PAGE:
◇ ◇ ◇

Wednesday, October 3, 2007

Investment Basics


Financial planners generally recommend long term strategies for stock purchases - (i.e. funds placed in the stock market should be looked at as not needed for seven to 10 years). Here are some investment strategies for the stock market:

Buy and Hold - The strategy most recommended. Similar to a long term savings account. The idea is to find a company you are comfortable with, and buy it for the long term. People following this strategy are usually not too concerned with the daily, and monthly ups and downs of the stock, as they plan to hold it for years. (Look at a five year graph, and a major drop in stock price looks like a small bump). Of course the investor is not married to the stock either, so if something about the financial condition of the company changes, it may be time to sell. Many investors try to beat the index funds and will be happy with an average return of 12 to 20% per year.

Day Trading - Risky, but has the potential for greater gain. Also, there are tax consequences of selling before 12 months. Still better than casino gambling, at least there is much more chance of making money, and less chance of loosing everything ;-). The biggest mistake most beginning investors make is trading too frequently.

Dollar cost averaging - The method of purchasing an investment (Stock, Mutual Fund, 401K, etc.) on a regular basis, regardless of the price. For example, suppose you decide to buy a stock with average price in the past year of $20. Rather than trying to time the market in an attempt to buy at the lowest price, the strategy is to purchase a fixed dollar amount, say $100 every month. So one month it may be at $19.75 which gives you 5.06 shares, the next month it might be $21, which would be 4.76 shares for a total of 9.82 shares. The idea is to continue accumulating shares. If the stock selected was a good company at $25, then it still good, and even a bargain at $19. If it goes up to $30, then you can buy less shares, but hopefully your homework revealed that you expect further growth for the company. With this example you would have invested $200 for 9.82 shares

Company Amount Price Shares Total Shares
XYZ Co. $100 $19.75 5.06 ... 5.06
XYZ Co. $100 $21.00 4.76 ... 9.82

At the current price you now have 9.82 shares, worth $206.22 from the $200 invested. The price continues to fluctuate, and you continue accumulating shares at market rates.

The Real Risk - Not Investing
Note that, while investing in the stock market incurs some degree of risk of loss of capital, it should be weighed against the risk of not investing at all, and letting inflation take over.

Get Started
I don't get commission for this link, but I highly recommend Sharebuilder for automatic investing. -- http://www.sharebuilder.com. There are other options, but automatic investing is the best way to stick to it. You just set up a plan and forget about it.

Friday, July 13, 2007

Interesting article on renting vs buying


I don't know if this is a fair comparison, but here is an easy way to look at leverage, which the article below seems to have missed.

If you "invest" $100k into real estate, you generally put down 20% or less, so you are starting with a $20k investment.

◇ ◇ ◇

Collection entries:
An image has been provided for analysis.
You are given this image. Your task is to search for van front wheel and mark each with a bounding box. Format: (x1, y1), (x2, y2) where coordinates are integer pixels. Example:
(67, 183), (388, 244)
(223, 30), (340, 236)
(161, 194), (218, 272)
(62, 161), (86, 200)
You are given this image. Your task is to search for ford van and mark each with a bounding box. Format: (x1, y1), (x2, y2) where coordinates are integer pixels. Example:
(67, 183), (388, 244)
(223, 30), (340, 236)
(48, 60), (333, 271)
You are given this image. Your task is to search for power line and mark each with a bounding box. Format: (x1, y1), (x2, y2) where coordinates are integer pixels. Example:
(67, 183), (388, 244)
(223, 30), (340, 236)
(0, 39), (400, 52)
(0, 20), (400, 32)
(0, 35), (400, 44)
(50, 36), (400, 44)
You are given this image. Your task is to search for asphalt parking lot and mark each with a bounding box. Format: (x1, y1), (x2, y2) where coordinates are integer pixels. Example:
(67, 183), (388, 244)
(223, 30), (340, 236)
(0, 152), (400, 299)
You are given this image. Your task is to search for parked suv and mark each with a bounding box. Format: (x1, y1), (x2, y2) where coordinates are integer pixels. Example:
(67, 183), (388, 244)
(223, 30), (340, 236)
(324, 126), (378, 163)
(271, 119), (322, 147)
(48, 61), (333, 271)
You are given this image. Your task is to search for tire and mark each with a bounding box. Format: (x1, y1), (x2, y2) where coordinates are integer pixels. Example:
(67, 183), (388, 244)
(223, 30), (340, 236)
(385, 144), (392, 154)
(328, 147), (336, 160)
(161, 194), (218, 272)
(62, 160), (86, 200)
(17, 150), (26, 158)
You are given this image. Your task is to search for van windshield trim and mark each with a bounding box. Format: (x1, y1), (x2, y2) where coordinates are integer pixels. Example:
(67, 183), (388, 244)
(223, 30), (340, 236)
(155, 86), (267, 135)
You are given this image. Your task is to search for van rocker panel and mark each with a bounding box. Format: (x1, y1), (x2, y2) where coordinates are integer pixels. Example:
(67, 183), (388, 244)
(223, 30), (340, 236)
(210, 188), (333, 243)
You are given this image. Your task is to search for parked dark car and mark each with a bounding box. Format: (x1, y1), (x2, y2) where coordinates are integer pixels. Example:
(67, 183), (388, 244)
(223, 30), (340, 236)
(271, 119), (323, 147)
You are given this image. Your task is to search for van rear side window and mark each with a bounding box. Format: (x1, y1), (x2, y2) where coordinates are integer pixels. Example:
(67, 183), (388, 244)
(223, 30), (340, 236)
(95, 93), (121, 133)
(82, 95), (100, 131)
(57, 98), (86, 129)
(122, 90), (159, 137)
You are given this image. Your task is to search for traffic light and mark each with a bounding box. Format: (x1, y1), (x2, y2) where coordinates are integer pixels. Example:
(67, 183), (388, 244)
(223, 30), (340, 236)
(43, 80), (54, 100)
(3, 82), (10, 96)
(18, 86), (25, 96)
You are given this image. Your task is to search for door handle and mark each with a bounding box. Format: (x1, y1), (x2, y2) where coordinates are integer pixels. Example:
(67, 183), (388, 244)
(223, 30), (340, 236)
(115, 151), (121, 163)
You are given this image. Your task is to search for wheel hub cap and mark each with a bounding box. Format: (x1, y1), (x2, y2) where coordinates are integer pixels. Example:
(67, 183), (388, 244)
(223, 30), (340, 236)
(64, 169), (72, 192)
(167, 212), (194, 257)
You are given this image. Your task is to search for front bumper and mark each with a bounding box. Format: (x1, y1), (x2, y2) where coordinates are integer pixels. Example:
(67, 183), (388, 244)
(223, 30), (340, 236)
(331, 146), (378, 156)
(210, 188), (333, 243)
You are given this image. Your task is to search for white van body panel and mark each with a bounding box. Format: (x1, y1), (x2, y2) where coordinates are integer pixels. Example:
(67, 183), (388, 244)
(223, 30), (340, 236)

◇ ◇ ◇

TO-DO LIST:
• 1. Which strategy does the investing blog call the one most recommended?
• 2. Pick up the investing blog after its last sentence and keep writing in the same voice.
The lines aren't needed for any of this.

EXERCISE ANSWERS:
• 1. Buy and Hold

• 2.
Let's assume that in the time it takes to quadruple the value of the real estate investment, you could have made 10 times on your money by investing in the stock market.

Investment Multiplication Future Value

Home
$100,000 x 4 $400,000
Stock
$20,000 x 10 $200,000


There is a better return on the real estate, not because it is a better investment (only four times as opposed to 10 times), but because of the leverage (now worth twice as much as the stock investment).

Actually, you invested $20K in your home and made $380K ($400K - $20K)
Which is a return of 19X on your $20K

You invested $20K in the stock market and made $180K ($200K-$20K)
Which is a return of 9X

Thus even though the house "only" quadrupled in value you made 19X on your money.

While the stock "only" went up by ten times in value you made 9X on your money.

So you did 2.11 times better on the house.
Leverage pays off.


The real estate, if renters are not paying for it, is still a liability until it is paid off, but the leverage is what makes it better. Try asking the bank for $100,000 to invest in the stock market, and they will probably laugh at you. Sure you can get a margin account, but they won't give you $100,000 for your $20,000 deposit. On the other hand, you have lenders fighting with each other to give you money for real estate.

Article: Why rent? To get richer

Tuesday, June 5, 2007

New 125 Miles per Gallon Toyota Prius

Article from: The Future of Things (TFOT)

The Pennsylvania based Lithium Technology Corporation recently demonstrated a new type of "plug-in" Toyota Prius hybrid car. The new model is based on advanced lithium iron phosphate battery which allows the hybrid car to travel up to a distance of 125 miles per gallon of fuel – making it possibly the most efficient mass-produced car in the world.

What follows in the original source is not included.